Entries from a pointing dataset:
+++
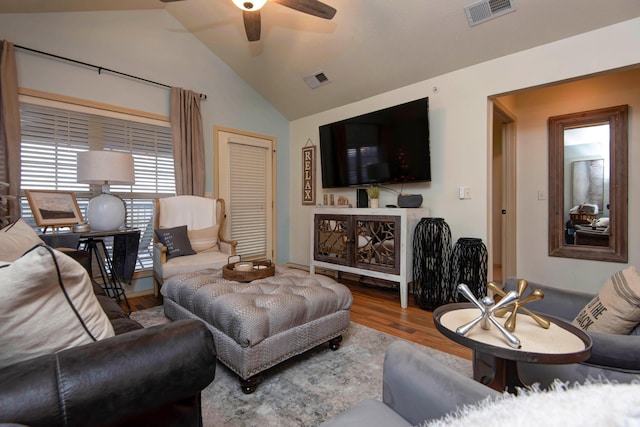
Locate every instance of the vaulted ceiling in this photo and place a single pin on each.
(369, 47)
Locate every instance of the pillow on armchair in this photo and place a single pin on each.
(47, 304)
(616, 308)
(176, 240)
(16, 239)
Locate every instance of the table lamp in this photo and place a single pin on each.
(105, 212)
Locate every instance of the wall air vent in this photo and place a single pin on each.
(317, 80)
(488, 9)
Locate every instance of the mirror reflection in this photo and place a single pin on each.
(588, 184)
(586, 160)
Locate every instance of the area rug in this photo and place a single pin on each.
(305, 390)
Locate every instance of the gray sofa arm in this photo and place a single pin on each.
(562, 303)
(616, 352)
(418, 387)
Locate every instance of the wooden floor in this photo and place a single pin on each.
(377, 308)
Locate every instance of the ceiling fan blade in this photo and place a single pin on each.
(311, 7)
(252, 24)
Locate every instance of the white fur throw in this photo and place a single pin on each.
(591, 404)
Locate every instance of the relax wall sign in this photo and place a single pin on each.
(308, 174)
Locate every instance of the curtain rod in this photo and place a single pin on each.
(97, 67)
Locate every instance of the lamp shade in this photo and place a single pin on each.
(105, 212)
(105, 167)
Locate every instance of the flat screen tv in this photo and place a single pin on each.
(389, 146)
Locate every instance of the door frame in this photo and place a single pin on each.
(509, 188)
(217, 140)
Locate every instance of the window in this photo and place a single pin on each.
(54, 132)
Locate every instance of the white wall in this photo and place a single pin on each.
(460, 141)
(152, 45)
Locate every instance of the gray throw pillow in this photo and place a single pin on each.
(176, 240)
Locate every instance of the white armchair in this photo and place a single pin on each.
(204, 219)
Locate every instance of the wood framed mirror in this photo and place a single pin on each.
(588, 170)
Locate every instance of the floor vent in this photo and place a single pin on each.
(488, 9)
(317, 80)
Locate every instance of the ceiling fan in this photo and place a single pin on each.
(251, 12)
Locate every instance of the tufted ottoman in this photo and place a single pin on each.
(259, 324)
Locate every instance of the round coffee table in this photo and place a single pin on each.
(494, 361)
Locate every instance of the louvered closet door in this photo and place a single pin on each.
(245, 181)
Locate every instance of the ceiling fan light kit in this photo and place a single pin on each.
(251, 12)
(250, 6)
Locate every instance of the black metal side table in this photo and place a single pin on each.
(93, 242)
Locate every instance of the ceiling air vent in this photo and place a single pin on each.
(316, 80)
(488, 9)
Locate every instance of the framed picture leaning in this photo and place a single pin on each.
(54, 208)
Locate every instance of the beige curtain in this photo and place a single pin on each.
(188, 142)
(10, 127)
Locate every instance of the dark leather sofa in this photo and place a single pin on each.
(140, 377)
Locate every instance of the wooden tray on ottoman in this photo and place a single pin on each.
(261, 269)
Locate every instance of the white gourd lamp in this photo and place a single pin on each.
(105, 212)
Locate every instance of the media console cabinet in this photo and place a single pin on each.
(374, 242)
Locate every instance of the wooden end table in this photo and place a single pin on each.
(494, 361)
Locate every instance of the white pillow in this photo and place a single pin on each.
(616, 308)
(39, 315)
(16, 239)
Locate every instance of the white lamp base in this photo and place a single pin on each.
(106, 212)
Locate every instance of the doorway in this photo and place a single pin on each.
(503, 213)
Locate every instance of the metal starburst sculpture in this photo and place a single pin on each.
(487, 310)
(535, 295)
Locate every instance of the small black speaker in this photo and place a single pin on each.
(362, 198)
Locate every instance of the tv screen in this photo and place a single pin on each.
(388, 146)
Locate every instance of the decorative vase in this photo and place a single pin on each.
(469, 266)
(431, 268)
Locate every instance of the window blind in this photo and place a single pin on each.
(52, 137)
(248, 216)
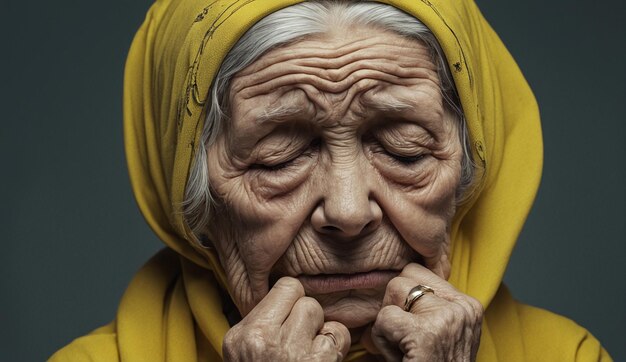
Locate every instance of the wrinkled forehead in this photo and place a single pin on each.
(337, 78)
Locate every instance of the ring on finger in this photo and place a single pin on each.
(416, 293)
(332, 337)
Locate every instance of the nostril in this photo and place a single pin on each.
(330, 228)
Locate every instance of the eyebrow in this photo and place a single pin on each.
(277, 114)
(389, 105)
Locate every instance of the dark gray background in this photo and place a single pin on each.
(72, 236)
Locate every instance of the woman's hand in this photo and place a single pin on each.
(444, 326)
(286, 326)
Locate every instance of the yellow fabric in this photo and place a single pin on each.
(172, 309)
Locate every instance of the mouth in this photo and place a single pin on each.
(331, 283)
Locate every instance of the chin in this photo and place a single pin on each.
(352, 310)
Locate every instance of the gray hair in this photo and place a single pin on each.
(286, 26)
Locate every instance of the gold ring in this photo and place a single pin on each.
(415, 294)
+++
▶ BRIEF
Replace "place a single pin" with "put one marker" throughout the data above, keeping everything else the same, and write out all the lines again without the pictures.

▶ SOLUTION
Locate every instance of the vaulted ceiling in this photo and put one marker on each.
(369, 47)
Locate every instance of the pillow on armchair in this photo and put one marker on each.
(47, 304)
(616, 308)
(176, 240)
(16, 239)
Locate every instance of the table lamp in this photo and put one marker on each.
(105, 212)
Locate every instance of the wall air vent in this photo and put one marker on each.
(317, 80)
(488, 9)
Locate every instance of the mirror reflection in this photo and put one marker on each.
(588, 184)
(586, 160)
Locate every instance of the area rug in this photo and put one marker on each.
(305, 390)
Locate every instance of the gray sofa arm in this photo and put one marker on each.
(562, 303)
(616, 352)
(418, 387)
Locate every instance of the wooden floor in this photo and put one marker on each.
(377, 308)
Locate every instance of the ceiling fan blade in this photo and put one marker on each.
(311, 7)
(252, 24)
Locate every instance of the white fur throw in this photo and put one marker on each.
(591, 404)
Locate every instance of the relax wall sign in this photo and put one marker on each.
(308, 174)
Locate every instance of the curtain rod in this photo and put one marker on each.
(97, 67)
Locate every instance of the lamp shade in this photo and put one marker on each.
(105, 212)
(105, 167)
Locate every instance of the flat screen tv in this photo and put one marker on each.
(389, 146)
Locate every instance of the door frame in this photo and put one marker on each.
(509, 188)
(217, 140)
Locate every instance of the window in this photo and put one marker on each.
(54, 132)
Locate every instance of the white wall in this photo and put one marker on each.
(460, 141)
(152, 45)
Locate every instance of the gray throw pillow in this photo and put one marker on each.
(176, 240)
Locate every instance of the white armchair in this photo and put one marker on each.
(204, 219)
Locate every instance of the wood framed mirror in this photo and put one marker on each.
(588, 170)
Locate every instance of the floor vent in this photo and put one marker on each.
(488, 9)
(317, 80)
Locate every instance of the ceiling fan in this photo and put one marker on each.
(251, 12)
Locate every instance of the tufted ottoman in this photo and put one marker on each.
(259, 324)
Locate every instance of the round coffee table in this photo and put one marker on each.
(494, 361)
Locate every instance of the louvered closet door in this photo and put one marker on each.
(245, 181)
Locate every instance of the ceiling fan light kit in this photo and put one marker on each.
(251, 12)
(250, 6)
Locate every instance of the black metal side table in this photo and put one marker on each.
(93, 242)
Locate every instance of the ceiling air vent in this photo and put one marker on each.
(316, 80)
(488, 9)
Locate every instance of the framed picture leaning in this photo and put one marker on each.
(54, 208)
Locate every instance of the beige curtain in this photo and put one marker on each.
(188, 142)
(10, 127)
Locate every instance of the dark leather sofa in this photo and put one marker on each.
(140, 377)
Locate every instance of the wooden tray on ottoman in this photo and put one marker on each.
(261, 269)
Locate every instance of the white gourd lamp in this photo and put one marker on each.
(105, 212)
Locate every instance of the media console cabinet in this photo and put one marker on each.
(374, 242)
Locate every instance of the wooden end table in this photo and put one marker on each.
(494, 361)
Locate every instance of the white pillow in this photo and put one marker on each.
(616, 308)
(39, 315)
(16, 239)
Locate every instance of the white lamp base in this photo and put one marker on each.
(106, 212)
Locate every instance of the doorway in this photo and put one marker on each.
(503, 213)
Locate every instance of the metal starburst sculpture in this photo and put one marker on each.
(487, 310)
(535, 295)
Locate every instance of the small black speaker in this photo and put one marker on each.
(362, 198)
Locate every instance of the tv screen in this photo and put one marker on each.
(388, 146)
Locate every instance of the decorative vase in this photo and put one marker on each.
(469, 266)
(431, 268)
Locate every instance of the window blind in this photo and put one marker on each.
(52, 137)
(248, 216)
Locate every instance of the wrinkled forehead in this photo and put one marker on each.
(337, 78)
Locate every instance of the ring on finger in this photo and put one marker on each.
(416, 293)
(332, 337)
Locate every instance of the nostril in this photo and put one marker on each.
(330, 228)
Locate every instance of the eyebrow in this photo and put one marker on each.
(277, 114)
(389, 105)
Locate every instance of the dark gray background in this photo and put one marker on each.
(72, 236)
Locate every instance of the woman's hand in this photo and put one marker on each.
(444, 326)
(286, 326)
Locate every instance of the yellow fabric in this photo and put one marker on each.
(172, 309)
Locate every instance of the mouth in this photo and put one marker on each.
(331, 283)
Locate every instance of the chin in this photo and put one marker on each.
(352, 310)
Locate every instance of the gray hair in this photo and put one marker on each.
(286, 26)
Locate every instance of the gold ring in this photo and put one marker on each.
(415, 294)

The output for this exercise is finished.